Extrait à lire:
La bonne santé des "pays du Club Med"
Dit autrement, l'obligation française est désormais perçue comme plus risquée que son équivalent italien. Faut-il pour autant s'en inquiéter? Pas vraiment. D'abord parce que l'écart entre les deux taux est minime. Ensuite, parce que le taux de rendement qui fait référence habituellement n'est pas le taux des titres de dette à 5 ans mais celui à 10 ans. Or ce dernier reste moins élevé pour la France (3,28%) que pour l'Italie (3,44%) bien que le spread (l'écart) se resserre depuis plusieurs mois.
Quand bien même, la France emprunte plus cher à 10 ans que l'Espagne ou le Portugal depuis l'an dernier et au même coût que la Grèce. Mais, malgré quelques variations temporaires, le taux de l'OAT à 10 ans est resté relativement stable ces derniers mois. Le spread avec le taux allemand est lui aussi proche de son niveau d'il y a un an. C'est donc avant tout la bonne santé économique des "pays du Club Med" qui rassurent les marchés plus que la France qui inquiète.

Extraits de données:

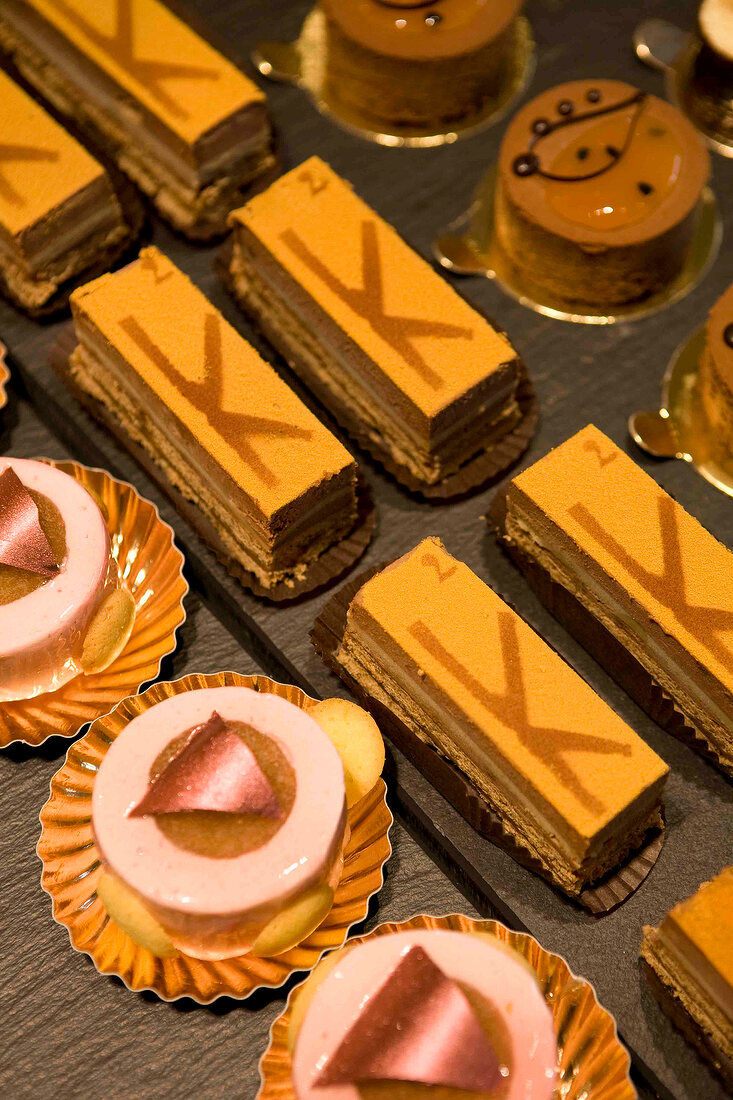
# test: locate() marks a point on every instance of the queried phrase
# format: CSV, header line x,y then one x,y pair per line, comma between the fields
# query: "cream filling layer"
x,y
573,849
376,413
518,529
126,113
253,543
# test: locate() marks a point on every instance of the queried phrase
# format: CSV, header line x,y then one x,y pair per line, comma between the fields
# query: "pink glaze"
x,y
41,635
206,904
491,969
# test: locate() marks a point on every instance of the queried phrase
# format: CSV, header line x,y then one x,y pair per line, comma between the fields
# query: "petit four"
x,y
690,956
414,1013
598,191
59,216
715,373
220,814
174,114
418,63
404,363
571,783
273,487
62,609
643,569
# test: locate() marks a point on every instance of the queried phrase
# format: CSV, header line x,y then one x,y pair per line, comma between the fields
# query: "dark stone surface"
x,y
74,1032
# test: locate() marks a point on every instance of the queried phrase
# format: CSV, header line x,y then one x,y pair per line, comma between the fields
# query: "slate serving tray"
x,y
581,374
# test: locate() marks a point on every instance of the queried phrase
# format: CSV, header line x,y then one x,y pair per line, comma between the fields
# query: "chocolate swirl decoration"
x,y
528,164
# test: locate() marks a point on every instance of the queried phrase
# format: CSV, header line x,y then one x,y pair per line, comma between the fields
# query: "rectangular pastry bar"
x,y
642,567
691,958
405,363
179,119
225,429
59,216
570,781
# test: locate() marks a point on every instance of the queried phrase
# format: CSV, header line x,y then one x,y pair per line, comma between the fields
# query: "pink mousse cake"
x,y
218,809
54,564
426,1013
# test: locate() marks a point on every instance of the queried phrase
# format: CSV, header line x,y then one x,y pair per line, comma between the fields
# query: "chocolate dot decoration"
x,y
526,164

Consignes de l'exercice:
• a. Résumez l'extrait à lire en deux phrases.
• b. D'après l'extrait à lire, pourquoi n'y a-t-il pas vraiment lieu de s'inquiéter que l'obligation française soit perçue comme plus risquée que l'italienne ? Répondez en deux phrases au plus.
• c. Répondez aux questions suivantes à l'aide de l'extrait à lire :
(i) Quel est le taux de rendement à 10 ans de la France ?
(ii) Avec quel pays la France emprunte-t-elle au même coût à 10 ans ?
(iii) Où se situe le spread avec le taux allemand par rapport à l'an dernier ?
Ces données proviennent d'une autre source que l'extrait à lire.

Corrigé de l'exercice:
• a. L'obligation française est désormais perçue comme plus risquée que son équivalent italien, mais l'écart est minime et le taux de référence à 10 ans reste plus bas pour la France (3,28 %) que pour l'Italie (3,44 %). La France emprunte à 10 ans plus cher que l'Espagne ou le Portugal et au même coût que la Grèce, mais son taux et son écart avec l'Allemagne restent stables : c'est surtout la bonne santé économique des « pays du Club Med » qui rassure les marchés.

• b. D'abord, l'écart entre les deux taux est minime. Ensuite, le taux de référence habituel est celui à 10 ans et non celui à 5 ans, et il reste moins élevé pour la France (3,28 %) que pour l'Italie (3,44 %).

• c.
(i) 3,28 %.
(ii) La Grèce.
(iii) Il est proche de son niveau d'il y a un an.